** Start Exercise data **

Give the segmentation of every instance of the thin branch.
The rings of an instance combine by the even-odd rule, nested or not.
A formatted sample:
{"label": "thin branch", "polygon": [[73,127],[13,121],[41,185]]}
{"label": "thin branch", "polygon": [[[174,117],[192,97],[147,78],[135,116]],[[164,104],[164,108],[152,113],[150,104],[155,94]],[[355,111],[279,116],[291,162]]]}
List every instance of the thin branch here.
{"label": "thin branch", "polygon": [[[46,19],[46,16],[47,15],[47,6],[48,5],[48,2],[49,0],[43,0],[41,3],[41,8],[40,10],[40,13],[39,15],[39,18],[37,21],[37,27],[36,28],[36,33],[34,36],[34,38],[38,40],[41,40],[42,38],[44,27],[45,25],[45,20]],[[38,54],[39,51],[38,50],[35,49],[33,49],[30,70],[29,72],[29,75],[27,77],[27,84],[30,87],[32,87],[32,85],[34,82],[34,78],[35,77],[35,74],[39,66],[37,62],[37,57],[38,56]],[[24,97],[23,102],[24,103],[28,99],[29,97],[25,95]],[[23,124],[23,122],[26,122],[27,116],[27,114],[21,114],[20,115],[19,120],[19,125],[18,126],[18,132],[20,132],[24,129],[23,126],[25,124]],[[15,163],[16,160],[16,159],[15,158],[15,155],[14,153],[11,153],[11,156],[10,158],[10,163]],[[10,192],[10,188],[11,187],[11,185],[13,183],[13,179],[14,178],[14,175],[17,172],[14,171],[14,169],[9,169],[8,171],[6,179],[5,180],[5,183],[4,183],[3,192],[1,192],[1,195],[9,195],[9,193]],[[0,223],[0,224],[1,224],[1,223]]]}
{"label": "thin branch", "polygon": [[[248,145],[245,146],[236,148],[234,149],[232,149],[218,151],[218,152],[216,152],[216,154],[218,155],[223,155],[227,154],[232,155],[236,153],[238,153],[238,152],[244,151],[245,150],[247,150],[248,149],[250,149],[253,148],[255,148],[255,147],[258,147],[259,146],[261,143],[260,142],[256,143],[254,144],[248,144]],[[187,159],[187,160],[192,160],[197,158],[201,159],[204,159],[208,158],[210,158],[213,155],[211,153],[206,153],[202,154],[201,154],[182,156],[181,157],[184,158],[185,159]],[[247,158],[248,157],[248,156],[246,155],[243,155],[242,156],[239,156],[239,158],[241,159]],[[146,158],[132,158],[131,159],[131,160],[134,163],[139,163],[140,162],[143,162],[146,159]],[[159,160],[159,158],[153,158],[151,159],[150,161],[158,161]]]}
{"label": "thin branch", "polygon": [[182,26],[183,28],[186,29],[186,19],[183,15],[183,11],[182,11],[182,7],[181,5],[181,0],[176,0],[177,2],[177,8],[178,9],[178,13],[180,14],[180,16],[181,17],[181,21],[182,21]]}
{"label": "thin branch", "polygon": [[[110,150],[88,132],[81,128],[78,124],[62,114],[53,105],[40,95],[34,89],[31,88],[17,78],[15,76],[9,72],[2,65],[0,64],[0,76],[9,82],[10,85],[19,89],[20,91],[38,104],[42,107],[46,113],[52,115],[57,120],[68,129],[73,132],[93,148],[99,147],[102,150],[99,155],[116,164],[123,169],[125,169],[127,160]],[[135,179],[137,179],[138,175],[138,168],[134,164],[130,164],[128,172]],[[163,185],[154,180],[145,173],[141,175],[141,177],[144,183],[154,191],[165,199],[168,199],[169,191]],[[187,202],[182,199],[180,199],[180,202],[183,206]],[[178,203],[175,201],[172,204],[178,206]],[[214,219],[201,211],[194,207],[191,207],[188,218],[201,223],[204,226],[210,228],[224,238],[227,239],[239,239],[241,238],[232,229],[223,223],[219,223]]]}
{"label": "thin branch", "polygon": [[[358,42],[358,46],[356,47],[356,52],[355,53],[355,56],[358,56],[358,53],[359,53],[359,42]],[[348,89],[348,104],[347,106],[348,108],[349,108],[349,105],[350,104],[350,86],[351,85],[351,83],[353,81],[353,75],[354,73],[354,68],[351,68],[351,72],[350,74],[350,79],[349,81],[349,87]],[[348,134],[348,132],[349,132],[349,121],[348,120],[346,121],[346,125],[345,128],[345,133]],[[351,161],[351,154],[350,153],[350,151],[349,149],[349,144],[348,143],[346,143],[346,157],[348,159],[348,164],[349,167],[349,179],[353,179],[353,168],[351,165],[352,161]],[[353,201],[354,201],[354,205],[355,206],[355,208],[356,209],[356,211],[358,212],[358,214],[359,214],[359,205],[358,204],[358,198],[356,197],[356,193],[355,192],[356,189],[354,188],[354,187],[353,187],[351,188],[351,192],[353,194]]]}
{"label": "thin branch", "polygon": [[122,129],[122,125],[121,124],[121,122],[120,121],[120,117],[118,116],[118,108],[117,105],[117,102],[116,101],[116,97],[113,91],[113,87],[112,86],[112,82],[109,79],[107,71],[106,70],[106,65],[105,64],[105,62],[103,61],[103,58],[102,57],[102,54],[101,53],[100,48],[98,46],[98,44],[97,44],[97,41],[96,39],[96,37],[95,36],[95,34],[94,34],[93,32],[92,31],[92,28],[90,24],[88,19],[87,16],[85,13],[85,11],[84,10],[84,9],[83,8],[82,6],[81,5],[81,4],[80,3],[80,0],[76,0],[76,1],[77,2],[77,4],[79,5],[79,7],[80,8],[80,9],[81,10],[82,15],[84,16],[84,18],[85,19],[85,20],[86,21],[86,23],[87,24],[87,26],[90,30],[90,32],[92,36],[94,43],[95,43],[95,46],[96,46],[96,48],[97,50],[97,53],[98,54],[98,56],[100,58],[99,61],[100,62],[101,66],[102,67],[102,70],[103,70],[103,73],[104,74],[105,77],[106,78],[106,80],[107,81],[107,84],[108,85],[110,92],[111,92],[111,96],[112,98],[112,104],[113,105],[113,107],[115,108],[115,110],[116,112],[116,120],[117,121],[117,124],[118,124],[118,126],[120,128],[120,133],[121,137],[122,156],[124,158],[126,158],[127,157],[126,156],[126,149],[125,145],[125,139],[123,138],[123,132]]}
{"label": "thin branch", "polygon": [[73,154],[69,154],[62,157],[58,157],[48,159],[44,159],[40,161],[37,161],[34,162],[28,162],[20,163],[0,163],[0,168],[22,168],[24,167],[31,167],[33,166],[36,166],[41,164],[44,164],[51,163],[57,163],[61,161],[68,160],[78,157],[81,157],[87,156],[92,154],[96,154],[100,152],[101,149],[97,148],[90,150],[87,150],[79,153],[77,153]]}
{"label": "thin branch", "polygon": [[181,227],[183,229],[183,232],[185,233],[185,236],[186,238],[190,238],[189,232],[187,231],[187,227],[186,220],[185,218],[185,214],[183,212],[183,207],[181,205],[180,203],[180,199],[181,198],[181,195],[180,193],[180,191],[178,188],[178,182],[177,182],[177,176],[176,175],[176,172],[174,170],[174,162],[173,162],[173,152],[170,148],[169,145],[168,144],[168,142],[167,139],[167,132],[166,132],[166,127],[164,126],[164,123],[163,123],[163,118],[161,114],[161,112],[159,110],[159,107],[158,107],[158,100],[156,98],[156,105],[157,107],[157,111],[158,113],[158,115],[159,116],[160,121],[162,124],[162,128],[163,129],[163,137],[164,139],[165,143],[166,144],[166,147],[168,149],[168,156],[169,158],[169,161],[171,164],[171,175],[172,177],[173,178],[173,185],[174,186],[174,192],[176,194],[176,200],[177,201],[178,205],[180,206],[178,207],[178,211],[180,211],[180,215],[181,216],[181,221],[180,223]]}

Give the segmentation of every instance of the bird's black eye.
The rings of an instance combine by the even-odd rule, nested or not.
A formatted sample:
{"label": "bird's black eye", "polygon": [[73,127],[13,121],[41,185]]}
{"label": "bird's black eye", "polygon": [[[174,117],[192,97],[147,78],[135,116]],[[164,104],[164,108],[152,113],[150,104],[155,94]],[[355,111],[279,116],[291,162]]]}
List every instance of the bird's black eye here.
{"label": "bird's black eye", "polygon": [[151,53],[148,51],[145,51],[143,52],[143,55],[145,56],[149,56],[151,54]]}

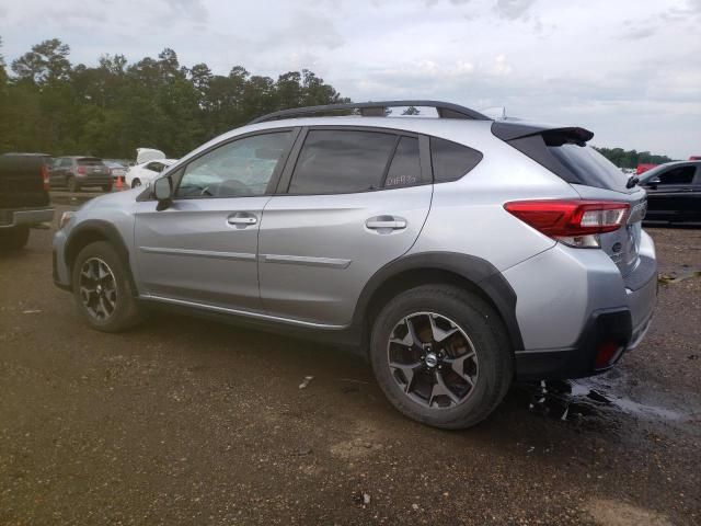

** End Exercise data **

| What you will do |
Write out the entries word for word, starting from the very first line and ending with the line that contains "List every instance of the thin branch here.".

| Task output |
Give the segmentation of every instance of the thin branch.
The rings of an instance combine by the even-odd rule, nested or not.
A formatted sample:
{"label": "thin branch", "polygon": [[73,127],[13,121],[41,185]]}
{"label": "thin branch", "polygon": [[[174,117],[192,97],[147,78],[135,116]],[[164,104],[164,108],[152,113],[150,104],[155,94]],[[355,111],[279,116],[291,162]]]}
List every instance of the thin branch here.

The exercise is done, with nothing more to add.